Почему, согласно отрывку, изучение кажется нам утомительным и болезненным?

• [ОТРЫВОК]
◇ ◇ ◇

Если даже в том низком положении, в котором мы находимся в течение нашей нынешней жизни, наши первые побуждения всегда добры, если все наши пороки — дело наших собственных рук, почему мы должны жаловаться, что они наши хозяева? Почему мы должны винить Творца за беды, которые мы создали сами, и за врагов, которых мы сами вооружили против себя? О, давайте оставим человека неиспорченным; ему всегда будет легко быть добрым, и он всегда будет счастлив без угрызений совести. Виновные, которые утверждают, что они были вынуждены совершить преступление, — лжецы, как и злодеи; как же они не замечают, что слабость, на которую они жалуются, — дело их собственных рук; что их ранняя развращенность была результатом их собственной воли; что силой желания поддаться искушениям они в конце концов поддаются им, хотят они того или нет, и делают их неотразимыми? Конечно, они больше не могут избежать того, чтобы быть слабыми и злыми, но им не нужно было становиться слабыми и злыми. О, как легко было бы сохранить контроль над собой и своими страстями, даже в этой жизни, если бы, пока привычки еще не сформированы, пока ум начинает расширяться, мы были способны придерживаться того, что должны знать, чтобы правильно оценивать то, что неизвестно; если бы мы действительно хотели учиться не для того, чтобы блистать в глазах других, а для того, чтобы быть мудрыми и добрыми в соответствии с нашей природой, чтобы быть счастливыми в исполнении своего долга. Это изучение кажется нам утомительным и болезненным, ибо мы не приступаем к нему, пока уже не развращены пороком и не порабощены нашими страстями. Наши суждения и наши стандарты ценности определяются до того, как у нас появляется знание о добре и зле; и тогда мы измеряем все вещи этим ложным стандартом и не придаем ничему истинной ценности.
Есть возраст, когда сердце еще свободно, но жадно, беспокойно, алчет счастья, которое еще неизвестно, счастья, которое оно ищет в любопытстве и сомнении; обманутое чувствами, оно в конце концов останавливается на пустом подобии счастья и думает, что нашло его там, где его нет. В моем собственном случае эти иллюзии длились долгое время. Увы! Слишком поздно я осознал их, и мне не удалось преодолеть их полностью; они будут длиться до тех пор, пока существует это смертное тело, из которого они возникают. Если они сбивают меня с пути, я, по крайней мере, больше не обманываюсь ими; я знаю, что они такое, и даже когда я поддаюсь им, я презираю себя; далеко не считая их целью своего счастья, я вижу в них препятствие к нему. Я тоскую по времени, когда, освободившись от оков тела, я буду самим собой, в согласии с самим собой, больше не раздираемый надвое, когда я сам буду достаточен для собственного счастья. Тем временем я счастлив даже в этой жизни, ибо я мало ценю все ее беды, в которых, как я считаю, я почти или совсем не участвую, в то время как все реальное добро, которое я могу получить от этой жизни, зависит только от меня самого.

◇ ◇ ◇

• [ИСХОДНЫЕ ДАННЫЕ]
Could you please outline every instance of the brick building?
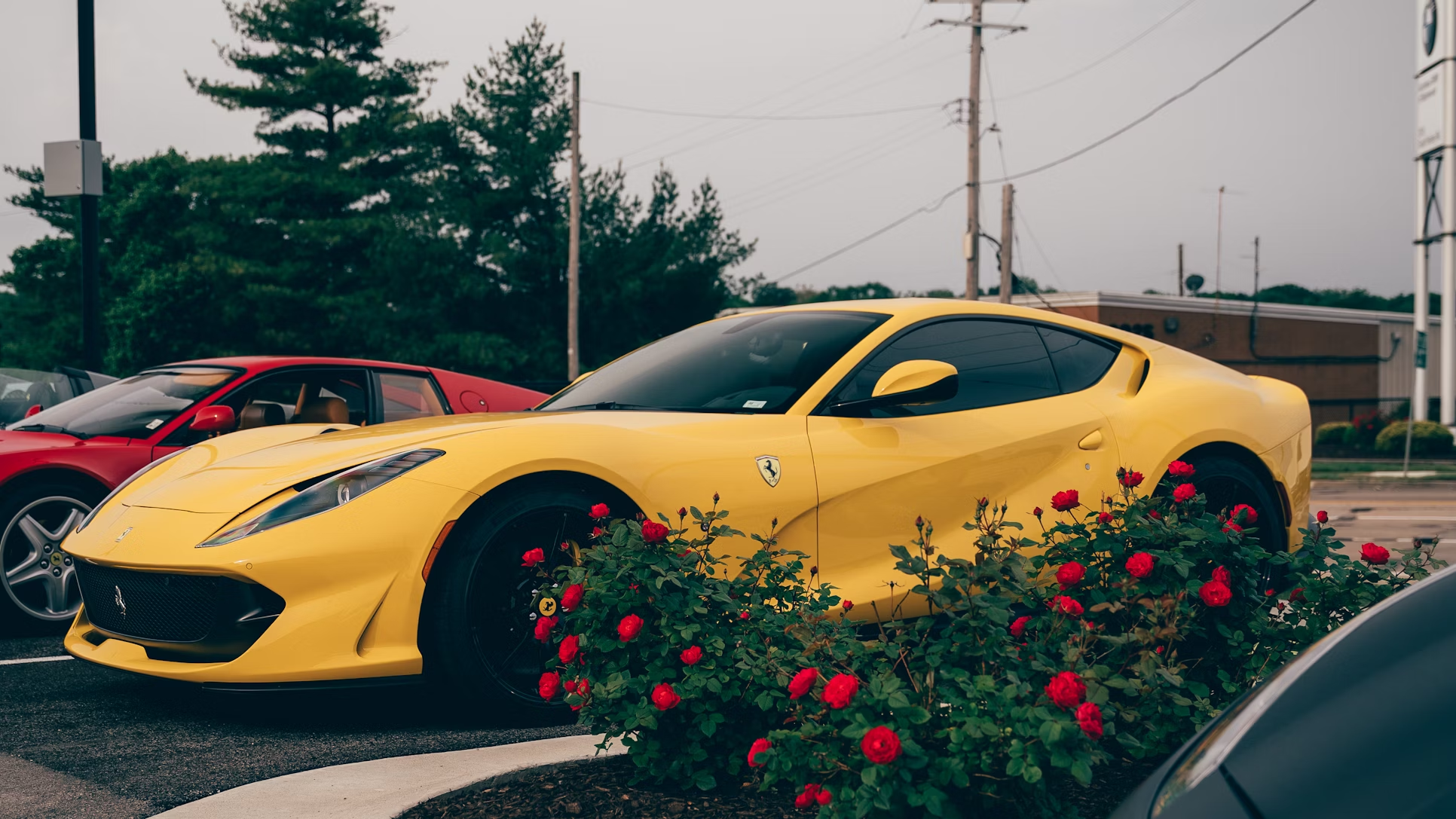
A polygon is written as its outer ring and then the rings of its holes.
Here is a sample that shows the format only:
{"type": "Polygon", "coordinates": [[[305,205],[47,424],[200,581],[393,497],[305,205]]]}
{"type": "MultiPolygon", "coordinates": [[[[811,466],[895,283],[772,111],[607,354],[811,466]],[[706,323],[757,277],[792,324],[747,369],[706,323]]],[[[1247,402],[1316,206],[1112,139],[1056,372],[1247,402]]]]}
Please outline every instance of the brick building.
{"type": "MultiPolygon", "coordinates": [[[[1377,407],[1390,412],[1411,397],[1415,336],[1409,313],[1102,291],[1016,295],[1015,301],[1296,384],[1309,396],[1316,425],[1350,420],[1377,407]]],[[[1431,394],[1440,388],[1439,332],[1440,319],[1433,316],[1427,343],[1431,394]]],[[[1434,407],[1430,418],[1439,418],[1434,407]]]]}

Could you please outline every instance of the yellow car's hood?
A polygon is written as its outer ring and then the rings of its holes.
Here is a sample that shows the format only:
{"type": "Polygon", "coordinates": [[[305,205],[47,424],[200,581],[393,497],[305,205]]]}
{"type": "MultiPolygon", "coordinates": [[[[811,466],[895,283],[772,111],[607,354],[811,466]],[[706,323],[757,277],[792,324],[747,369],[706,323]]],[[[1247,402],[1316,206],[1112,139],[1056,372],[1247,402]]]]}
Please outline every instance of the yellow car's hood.
{"type": "Polygon", "coordinates": [[[143,482],[121,500],[127,506],[237,514],[296,483],[527,419],[521,413],[480,413],[348,429],[320,425],[288,429],[294,439],[282,444],[275,442],[278,432],[268,432],[280,428],[234,432],[198,444],[163,464],[165,480],[143,482]],[[297,438],[298,434],[307,435],[297,438]]]}

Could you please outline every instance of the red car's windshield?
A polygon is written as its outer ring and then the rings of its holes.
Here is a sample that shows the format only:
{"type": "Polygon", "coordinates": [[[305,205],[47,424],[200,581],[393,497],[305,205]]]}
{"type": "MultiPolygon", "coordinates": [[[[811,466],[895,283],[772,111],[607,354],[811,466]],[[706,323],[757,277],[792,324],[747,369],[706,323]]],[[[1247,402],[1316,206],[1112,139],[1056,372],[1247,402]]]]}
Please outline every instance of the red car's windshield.
{"type": "Polygon", "coordinates": [[[63,432],[77,438],[146,438],[237,375],[236,369],[220,367],[150,369],[61,401],[6,429],[63,432]]]}

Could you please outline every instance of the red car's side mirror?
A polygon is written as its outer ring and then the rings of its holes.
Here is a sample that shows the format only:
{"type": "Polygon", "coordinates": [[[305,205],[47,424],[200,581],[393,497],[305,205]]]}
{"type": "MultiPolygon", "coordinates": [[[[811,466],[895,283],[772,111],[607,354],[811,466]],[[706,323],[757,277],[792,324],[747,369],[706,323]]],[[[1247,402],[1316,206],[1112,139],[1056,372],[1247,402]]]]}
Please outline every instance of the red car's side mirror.
{"type": "Polygon", "coordinates": [[[197,410],[197,418],[188,425],[194,432],[232,432],[237,426],[237,415],[233,407],[213,404],[197,410]]]}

◇ ◇ ◇

• [ОТВЕТ] Мы приступаем к нему, лишь когда уже развращены пороком и порабощены своими страстями.